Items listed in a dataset
----------

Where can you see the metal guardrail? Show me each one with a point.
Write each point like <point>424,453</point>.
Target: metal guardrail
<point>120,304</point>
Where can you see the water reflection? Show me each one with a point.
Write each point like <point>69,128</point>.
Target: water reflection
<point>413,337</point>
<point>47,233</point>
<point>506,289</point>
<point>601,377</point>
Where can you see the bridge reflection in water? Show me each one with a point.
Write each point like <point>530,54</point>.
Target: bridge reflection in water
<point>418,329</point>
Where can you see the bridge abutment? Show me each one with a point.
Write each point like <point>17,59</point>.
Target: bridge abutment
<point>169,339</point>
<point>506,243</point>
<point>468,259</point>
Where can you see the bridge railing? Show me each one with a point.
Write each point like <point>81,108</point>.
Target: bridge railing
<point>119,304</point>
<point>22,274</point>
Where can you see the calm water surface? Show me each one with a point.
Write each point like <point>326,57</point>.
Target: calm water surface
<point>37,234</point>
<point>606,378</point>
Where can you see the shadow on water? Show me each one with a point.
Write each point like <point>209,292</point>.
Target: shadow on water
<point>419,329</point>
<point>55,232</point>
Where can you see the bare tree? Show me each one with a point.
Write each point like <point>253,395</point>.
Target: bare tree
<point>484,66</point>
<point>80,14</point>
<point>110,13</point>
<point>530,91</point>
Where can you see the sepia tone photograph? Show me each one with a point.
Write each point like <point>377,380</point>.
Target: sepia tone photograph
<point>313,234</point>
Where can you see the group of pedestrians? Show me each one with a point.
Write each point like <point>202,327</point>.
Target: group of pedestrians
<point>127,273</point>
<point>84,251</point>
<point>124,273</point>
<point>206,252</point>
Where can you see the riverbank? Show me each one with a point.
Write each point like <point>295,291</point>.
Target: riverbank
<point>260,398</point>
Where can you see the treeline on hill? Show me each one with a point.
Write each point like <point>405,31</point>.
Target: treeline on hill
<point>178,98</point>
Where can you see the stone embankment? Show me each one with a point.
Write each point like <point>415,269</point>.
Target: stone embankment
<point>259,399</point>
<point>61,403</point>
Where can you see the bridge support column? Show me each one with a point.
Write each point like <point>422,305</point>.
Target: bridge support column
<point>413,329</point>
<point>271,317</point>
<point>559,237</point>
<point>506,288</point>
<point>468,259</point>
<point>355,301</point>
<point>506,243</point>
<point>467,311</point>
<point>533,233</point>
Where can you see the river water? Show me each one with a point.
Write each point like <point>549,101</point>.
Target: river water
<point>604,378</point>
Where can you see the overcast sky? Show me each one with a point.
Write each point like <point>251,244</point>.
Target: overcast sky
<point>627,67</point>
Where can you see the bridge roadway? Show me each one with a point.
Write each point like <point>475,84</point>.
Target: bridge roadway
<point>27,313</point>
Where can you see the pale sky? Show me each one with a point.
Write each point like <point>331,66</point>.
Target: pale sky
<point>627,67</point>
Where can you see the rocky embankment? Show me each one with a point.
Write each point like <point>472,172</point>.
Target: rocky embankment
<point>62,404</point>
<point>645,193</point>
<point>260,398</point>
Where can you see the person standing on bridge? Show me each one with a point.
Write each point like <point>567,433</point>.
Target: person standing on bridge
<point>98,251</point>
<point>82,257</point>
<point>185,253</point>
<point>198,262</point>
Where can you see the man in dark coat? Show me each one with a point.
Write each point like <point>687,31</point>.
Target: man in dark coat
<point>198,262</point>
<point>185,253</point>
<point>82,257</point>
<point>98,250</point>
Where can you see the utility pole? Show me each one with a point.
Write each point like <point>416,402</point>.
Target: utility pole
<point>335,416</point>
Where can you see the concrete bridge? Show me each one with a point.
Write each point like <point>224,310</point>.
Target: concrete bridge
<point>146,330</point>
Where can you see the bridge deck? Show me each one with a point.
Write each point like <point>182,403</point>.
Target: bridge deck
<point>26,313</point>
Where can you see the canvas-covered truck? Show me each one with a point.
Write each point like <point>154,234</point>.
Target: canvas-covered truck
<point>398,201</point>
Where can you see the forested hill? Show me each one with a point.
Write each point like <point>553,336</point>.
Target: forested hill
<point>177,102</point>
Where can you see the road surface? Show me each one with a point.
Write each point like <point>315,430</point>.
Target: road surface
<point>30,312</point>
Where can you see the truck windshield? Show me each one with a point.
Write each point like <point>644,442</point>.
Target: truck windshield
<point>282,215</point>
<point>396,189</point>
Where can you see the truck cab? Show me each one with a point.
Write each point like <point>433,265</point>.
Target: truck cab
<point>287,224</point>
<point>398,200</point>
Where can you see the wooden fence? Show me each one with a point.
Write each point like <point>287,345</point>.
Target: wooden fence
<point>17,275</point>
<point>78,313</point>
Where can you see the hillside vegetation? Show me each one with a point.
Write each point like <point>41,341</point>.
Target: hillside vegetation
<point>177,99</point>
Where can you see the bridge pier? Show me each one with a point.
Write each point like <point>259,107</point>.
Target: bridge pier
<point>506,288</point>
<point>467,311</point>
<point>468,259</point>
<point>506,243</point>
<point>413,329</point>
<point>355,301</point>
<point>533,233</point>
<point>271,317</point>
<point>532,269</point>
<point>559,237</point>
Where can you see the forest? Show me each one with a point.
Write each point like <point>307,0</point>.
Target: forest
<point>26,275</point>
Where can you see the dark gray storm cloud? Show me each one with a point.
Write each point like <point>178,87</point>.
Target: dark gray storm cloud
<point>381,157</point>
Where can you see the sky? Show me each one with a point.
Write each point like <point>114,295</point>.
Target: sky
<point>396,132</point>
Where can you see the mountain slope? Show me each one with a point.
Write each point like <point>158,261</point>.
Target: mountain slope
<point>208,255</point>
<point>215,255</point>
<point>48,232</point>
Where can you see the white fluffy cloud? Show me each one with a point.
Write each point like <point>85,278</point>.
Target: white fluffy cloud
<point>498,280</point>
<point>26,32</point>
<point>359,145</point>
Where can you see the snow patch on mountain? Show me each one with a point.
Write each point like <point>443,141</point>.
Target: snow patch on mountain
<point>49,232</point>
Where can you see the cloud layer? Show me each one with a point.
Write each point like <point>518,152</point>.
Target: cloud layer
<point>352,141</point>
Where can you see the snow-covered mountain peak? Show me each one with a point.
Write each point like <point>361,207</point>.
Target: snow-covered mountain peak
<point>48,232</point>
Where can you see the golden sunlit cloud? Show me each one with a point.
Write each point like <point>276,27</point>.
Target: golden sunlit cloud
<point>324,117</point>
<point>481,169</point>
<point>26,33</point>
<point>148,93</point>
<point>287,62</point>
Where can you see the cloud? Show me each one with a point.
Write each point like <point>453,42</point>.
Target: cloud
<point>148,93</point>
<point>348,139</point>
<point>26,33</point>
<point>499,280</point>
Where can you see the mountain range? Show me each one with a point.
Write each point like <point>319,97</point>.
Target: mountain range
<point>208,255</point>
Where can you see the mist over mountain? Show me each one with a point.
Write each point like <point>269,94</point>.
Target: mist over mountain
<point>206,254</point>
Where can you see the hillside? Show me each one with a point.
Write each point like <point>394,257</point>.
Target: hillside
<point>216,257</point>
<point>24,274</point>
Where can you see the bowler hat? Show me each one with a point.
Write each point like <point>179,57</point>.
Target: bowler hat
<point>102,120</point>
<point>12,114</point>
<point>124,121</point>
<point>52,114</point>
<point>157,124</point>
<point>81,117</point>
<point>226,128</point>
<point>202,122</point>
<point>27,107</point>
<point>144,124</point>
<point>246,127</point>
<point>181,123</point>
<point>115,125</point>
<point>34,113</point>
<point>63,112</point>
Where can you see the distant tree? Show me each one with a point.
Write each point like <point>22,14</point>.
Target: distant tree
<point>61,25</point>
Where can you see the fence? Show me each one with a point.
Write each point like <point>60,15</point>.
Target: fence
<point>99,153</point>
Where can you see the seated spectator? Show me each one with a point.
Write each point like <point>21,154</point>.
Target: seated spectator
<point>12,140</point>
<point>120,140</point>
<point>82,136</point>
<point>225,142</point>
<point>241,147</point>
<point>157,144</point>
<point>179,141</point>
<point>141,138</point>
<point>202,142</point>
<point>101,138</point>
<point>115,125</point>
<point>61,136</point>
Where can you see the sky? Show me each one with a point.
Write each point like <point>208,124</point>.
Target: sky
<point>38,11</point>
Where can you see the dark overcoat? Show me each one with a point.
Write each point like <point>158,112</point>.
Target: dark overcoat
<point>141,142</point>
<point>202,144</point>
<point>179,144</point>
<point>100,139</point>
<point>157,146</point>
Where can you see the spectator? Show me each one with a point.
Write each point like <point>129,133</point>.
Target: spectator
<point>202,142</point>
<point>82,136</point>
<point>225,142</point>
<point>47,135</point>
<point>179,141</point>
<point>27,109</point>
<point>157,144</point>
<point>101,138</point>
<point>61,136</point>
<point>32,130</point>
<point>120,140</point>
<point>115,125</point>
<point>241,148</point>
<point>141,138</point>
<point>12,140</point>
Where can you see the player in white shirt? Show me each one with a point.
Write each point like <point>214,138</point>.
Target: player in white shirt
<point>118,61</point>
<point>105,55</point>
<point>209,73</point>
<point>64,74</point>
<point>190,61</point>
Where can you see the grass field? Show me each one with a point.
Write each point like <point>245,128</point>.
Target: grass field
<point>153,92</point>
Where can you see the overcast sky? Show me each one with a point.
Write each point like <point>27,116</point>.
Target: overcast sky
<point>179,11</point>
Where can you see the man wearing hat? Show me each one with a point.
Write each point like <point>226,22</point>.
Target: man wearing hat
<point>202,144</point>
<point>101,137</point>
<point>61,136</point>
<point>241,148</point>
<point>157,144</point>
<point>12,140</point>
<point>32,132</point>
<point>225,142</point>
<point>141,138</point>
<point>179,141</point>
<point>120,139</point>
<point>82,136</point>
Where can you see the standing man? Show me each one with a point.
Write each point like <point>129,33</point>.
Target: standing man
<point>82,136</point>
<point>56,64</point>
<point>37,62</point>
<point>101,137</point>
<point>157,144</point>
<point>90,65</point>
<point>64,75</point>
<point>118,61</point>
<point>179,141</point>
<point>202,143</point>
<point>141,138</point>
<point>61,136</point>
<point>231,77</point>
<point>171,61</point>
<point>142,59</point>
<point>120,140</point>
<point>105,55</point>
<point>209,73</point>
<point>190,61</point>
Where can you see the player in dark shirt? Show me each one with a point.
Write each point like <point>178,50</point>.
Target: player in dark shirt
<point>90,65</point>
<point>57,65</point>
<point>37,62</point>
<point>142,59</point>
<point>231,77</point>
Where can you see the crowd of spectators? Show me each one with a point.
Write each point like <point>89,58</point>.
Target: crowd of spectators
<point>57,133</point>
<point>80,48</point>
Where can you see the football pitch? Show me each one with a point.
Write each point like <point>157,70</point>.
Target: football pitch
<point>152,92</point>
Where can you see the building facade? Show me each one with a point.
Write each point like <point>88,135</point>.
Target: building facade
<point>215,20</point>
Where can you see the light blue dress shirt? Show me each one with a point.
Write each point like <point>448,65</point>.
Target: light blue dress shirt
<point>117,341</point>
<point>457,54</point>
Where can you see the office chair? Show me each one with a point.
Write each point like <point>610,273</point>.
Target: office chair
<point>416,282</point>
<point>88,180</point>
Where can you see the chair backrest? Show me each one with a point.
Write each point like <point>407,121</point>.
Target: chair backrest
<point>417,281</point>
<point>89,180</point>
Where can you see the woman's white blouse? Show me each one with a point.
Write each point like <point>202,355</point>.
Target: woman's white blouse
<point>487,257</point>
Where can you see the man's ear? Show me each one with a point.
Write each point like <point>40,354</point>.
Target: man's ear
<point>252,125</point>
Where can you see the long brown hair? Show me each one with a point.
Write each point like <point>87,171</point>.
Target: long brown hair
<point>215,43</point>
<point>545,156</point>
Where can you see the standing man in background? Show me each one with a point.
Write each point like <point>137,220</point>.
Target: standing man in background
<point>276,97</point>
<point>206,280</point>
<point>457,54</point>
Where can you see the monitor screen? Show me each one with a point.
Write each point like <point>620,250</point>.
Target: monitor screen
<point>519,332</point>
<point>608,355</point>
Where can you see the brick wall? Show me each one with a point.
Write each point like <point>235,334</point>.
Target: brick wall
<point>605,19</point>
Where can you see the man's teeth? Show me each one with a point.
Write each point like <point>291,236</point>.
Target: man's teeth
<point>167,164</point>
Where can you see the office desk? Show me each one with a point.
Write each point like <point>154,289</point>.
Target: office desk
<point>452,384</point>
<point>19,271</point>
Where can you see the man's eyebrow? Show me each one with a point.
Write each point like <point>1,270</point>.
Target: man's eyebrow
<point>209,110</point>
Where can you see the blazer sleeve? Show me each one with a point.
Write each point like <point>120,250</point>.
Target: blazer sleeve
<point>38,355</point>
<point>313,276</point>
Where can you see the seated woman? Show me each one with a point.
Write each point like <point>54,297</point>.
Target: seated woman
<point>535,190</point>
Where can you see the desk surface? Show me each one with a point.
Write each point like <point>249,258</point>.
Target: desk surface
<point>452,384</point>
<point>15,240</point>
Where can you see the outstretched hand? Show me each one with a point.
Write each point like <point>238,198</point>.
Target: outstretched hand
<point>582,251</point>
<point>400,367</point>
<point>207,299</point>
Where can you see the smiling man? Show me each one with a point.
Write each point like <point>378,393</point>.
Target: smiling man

----------

STATED GOAL: Edit the lines from the first one through the one containing "<point>601,377</point>", inclusive, replacing "metal guardrail" with "steel barrier" and leaving everything else unchanged.

SOLUTION FOR THIS TASK:
Where can you see the steel barrier? Show me each one with a point.
Write each point like <point>424,453</point>.
Target: steel barrier
<point>120,304</point>
Where can you see the water reflection? Show me each one with a point.
Write each point like <point>69,128</point>.
Target: water reflection
<point>413,337</point>
<point>47,233</point>
<point>506,289</point>
<point>601,377</point>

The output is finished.